Written tasks:
1) How many lines in the entries below contain the string "door"? Reply with the number alone.
2) Continue the Gorno-Badakhshan passage below, picking up right after its final sentence.

Page extract:
-=-=-=-=-

Gorno-Badakhshan Autonomous Oblast (GBAO)
The Gorno-Badakhshan Autonomous Oblast (oblast means "province" in Russian) is the official name of the Tajik half of the region of Badakhshan, the other half being in Afghanistan to the south. It is separated from Afghanistan by the Pyanj River in the south, and borders China in the East and Kyrgyzstan and Uzbekistan in the North and West. The province is almost entirely mountainous, having virtually no level or arable land. The largest mountains in the Pamir and Tien Shan ranges are located in this region, up to 7,500m (26,000ft). The only developed route into and out of most of the territory is the so-called "Pamir Highway", running from Osh in Kyrgyzstan to Dushanbe; even this route is mostly unpaved and difficult to travel. Many passes of 3,000-5,000m, located along this and other connecting routes, need to be crossed to enter or leave GBAO. The largest ethic group is known as Pamiri, who are closely ethnically and culturally related to the Tajik people and speak many different dialects of Persian language. Although the province makes up 45% of the land area of Tajikistan, it represents only 3% of the population (approximately 200,000). The population density is also staggeringly low at one person per 2.5sq km! Economic activity is mostly related to livestock herding and mining, and many Pamiris and Kyrgyz here live a subsistence lifestyle. It is almost completely autonomous from the central Tajikistan government, having its own police, military and tax systems. Its capital is Khorog.
Regions of Tajikistan
The physical environment of GBAO is among the most extremely alpine in the world. Most areas are very high altitude, with few areas below 3,000m (10,000ft). Spectacular mountain peaks and ranges tower over barren valleys and plateaus. The incredible elevation of the region led British explorers to dub the region the "rooftop of the world". Immense and imposing glaciers grind down steep slopes, producing wild rivers which roar through narrow canyons and cascade down great waterfalls of uncountable number in this vast wilderness. Forests are noticeably absent here, as most of the province is above the tree line; only grasses and small shrubs survive in the highlands. This lack of vegetation results in the exposure of Gorno-Badakhshan's geologic past, and infinite varieties of amazing, unusual, and plain bizarre shapes and patterns are visible in the multi-colored rock. The largest peaks include Ismoil Somoni (formerly Communism; 7,495m), Ibn Sina (formerly Lenin; 7,135m), Korzhenev (7,105m), Independence (formerly Revolution; 6974m), and Karl Marx (6,726). The most impressive river is the powerful Pyanj, which runs through a deep canyon from the Chinese border all the way to the Aral Sea, and forms the entire Tajik border with Afghanistan. Lakes in the region are often salty, such as gigantic Karakol (black lake); or stunningly beautiful, like Sarezkol (purple lake). Many mineral hot springs dot the countryside, some with developed infrastructure.

-=-=-=-=-

Rows:
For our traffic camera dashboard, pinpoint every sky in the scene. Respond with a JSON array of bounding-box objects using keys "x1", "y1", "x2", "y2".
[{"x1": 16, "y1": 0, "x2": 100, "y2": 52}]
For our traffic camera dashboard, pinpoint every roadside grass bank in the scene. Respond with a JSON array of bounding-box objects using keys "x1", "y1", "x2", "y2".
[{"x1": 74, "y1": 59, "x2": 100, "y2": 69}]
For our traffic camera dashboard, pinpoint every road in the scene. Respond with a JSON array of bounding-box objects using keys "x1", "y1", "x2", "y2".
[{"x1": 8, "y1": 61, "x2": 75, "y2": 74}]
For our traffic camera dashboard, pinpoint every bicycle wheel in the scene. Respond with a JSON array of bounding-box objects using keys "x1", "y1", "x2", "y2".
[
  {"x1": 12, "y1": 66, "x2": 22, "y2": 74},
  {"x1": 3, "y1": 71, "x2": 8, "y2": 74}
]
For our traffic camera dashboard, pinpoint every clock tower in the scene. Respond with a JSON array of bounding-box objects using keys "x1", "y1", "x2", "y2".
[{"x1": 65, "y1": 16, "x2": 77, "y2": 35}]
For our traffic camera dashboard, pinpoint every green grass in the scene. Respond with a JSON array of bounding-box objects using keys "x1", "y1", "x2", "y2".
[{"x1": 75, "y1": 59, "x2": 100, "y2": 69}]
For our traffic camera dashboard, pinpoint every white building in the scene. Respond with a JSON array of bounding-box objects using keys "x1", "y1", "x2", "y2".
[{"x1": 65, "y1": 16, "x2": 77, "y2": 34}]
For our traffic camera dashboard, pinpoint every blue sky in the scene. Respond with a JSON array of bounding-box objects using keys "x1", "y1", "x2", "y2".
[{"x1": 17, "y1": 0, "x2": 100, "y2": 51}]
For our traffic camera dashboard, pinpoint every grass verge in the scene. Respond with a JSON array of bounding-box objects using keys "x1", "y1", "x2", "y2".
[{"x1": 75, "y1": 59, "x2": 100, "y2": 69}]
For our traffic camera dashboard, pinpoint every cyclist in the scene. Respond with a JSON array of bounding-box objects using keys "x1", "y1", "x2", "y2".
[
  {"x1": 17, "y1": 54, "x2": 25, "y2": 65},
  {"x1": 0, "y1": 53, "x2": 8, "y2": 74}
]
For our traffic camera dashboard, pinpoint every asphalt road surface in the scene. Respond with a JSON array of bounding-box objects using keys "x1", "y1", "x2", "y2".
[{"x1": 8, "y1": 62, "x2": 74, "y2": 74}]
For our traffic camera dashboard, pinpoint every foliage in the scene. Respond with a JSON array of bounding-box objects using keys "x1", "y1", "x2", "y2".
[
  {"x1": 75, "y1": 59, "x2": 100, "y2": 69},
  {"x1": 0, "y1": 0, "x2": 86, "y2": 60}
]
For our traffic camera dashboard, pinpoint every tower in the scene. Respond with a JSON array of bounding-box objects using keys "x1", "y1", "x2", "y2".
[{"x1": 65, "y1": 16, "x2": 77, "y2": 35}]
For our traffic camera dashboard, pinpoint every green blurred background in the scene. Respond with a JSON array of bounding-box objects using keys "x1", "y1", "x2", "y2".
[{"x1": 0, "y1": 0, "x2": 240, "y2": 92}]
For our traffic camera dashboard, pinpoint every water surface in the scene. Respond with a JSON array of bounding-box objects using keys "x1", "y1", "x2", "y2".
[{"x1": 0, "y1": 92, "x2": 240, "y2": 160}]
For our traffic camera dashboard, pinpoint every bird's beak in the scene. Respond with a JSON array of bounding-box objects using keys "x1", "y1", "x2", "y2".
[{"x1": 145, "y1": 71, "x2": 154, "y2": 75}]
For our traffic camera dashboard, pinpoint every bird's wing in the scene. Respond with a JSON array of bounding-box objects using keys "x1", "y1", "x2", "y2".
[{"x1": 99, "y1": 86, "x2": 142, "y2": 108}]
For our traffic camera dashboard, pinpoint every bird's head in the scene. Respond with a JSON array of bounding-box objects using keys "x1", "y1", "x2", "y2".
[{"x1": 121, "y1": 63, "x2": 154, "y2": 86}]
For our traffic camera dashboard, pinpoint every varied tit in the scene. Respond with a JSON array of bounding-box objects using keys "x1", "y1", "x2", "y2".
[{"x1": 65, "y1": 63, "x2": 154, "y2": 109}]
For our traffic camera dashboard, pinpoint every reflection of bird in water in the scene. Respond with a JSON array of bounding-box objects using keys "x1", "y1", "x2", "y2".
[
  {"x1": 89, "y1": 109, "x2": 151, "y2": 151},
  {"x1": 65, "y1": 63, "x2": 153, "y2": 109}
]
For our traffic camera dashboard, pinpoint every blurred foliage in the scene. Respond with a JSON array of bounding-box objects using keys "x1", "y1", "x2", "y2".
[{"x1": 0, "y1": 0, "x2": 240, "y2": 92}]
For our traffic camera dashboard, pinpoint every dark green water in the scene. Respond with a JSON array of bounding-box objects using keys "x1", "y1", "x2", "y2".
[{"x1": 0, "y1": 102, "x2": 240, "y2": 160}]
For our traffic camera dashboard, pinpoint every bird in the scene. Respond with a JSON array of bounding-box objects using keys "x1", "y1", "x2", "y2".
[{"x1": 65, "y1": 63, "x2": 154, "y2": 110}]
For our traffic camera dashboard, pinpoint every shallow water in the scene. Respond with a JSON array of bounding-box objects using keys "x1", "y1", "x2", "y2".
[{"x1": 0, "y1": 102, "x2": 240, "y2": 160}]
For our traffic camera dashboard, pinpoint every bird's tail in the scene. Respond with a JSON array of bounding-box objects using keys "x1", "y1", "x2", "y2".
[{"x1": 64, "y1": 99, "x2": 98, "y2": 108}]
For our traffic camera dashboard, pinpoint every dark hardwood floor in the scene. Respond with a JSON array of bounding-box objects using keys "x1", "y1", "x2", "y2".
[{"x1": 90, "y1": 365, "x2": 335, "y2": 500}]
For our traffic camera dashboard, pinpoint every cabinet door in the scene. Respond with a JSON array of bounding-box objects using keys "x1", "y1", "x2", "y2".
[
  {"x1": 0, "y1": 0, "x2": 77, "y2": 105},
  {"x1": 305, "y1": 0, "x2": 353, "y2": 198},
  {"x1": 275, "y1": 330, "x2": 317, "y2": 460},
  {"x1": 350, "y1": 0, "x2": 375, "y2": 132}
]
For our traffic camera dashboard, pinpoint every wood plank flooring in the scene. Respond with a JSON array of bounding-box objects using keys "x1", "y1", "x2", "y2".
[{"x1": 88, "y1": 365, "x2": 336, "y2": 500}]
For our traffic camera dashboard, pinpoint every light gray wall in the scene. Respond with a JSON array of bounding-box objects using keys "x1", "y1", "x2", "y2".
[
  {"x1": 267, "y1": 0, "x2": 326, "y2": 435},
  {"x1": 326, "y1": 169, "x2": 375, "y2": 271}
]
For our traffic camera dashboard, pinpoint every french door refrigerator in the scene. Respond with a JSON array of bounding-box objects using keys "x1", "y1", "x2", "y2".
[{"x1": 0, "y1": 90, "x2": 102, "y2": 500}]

-=-=-=-=-

Results for the exercise:
1) 2

2)
Although Persian people have inhabited the area for millennia, and many invading empires have claimed it, GBAO had not received any distinct administrative status by the 20th century. The ancient inhabitants of the region belonged to Proto-Iranian cultures, and were for a time ruled by the Scythians. The armies of Alexander the Great attempted conquest of Badakhshan around 250 B.C., and though their reign was short-lived, they built many forts and towns, which can still be visited. Descendents of his soldiers settled in the area, and citizens of the Wakhan and Pyanj valleys proudly claim Greek lineage to this day. GBAO was later a member of many empires, including the Arab caliphate (which introduced Islam) and the Samanids Empire, which forms the historical basis of the modern Tajik State. The area was one of the last to be conquered by the Russian Empire during the Great Game period, in 1895, and was a vassal of Russia until invaded by Soviet troops in 1920. In 1925, Gorno-Badakhshan Autonomous Oblast was officially created, and in 1929 fused with the Tajik Soviet Socialist Republic. Little changed in the high mountain areas throughout Soviet rule, though many ethnic Pamiris were forcibly relocated to southwest Tajikistan. The province was heavily involved in the Tajik civil war of 1992-1997, during which it declared independence, suffering terrible losses. Signs of the conflict are still visible, such as destroyed tanks along the Pamir Highway. As a result, the province was given nearly absolute autonomy, in order to end the war and prevent the breakup of Tajikistan. However, the area is completely peaceful today and there is no conflict between GBAO and Dushanbe.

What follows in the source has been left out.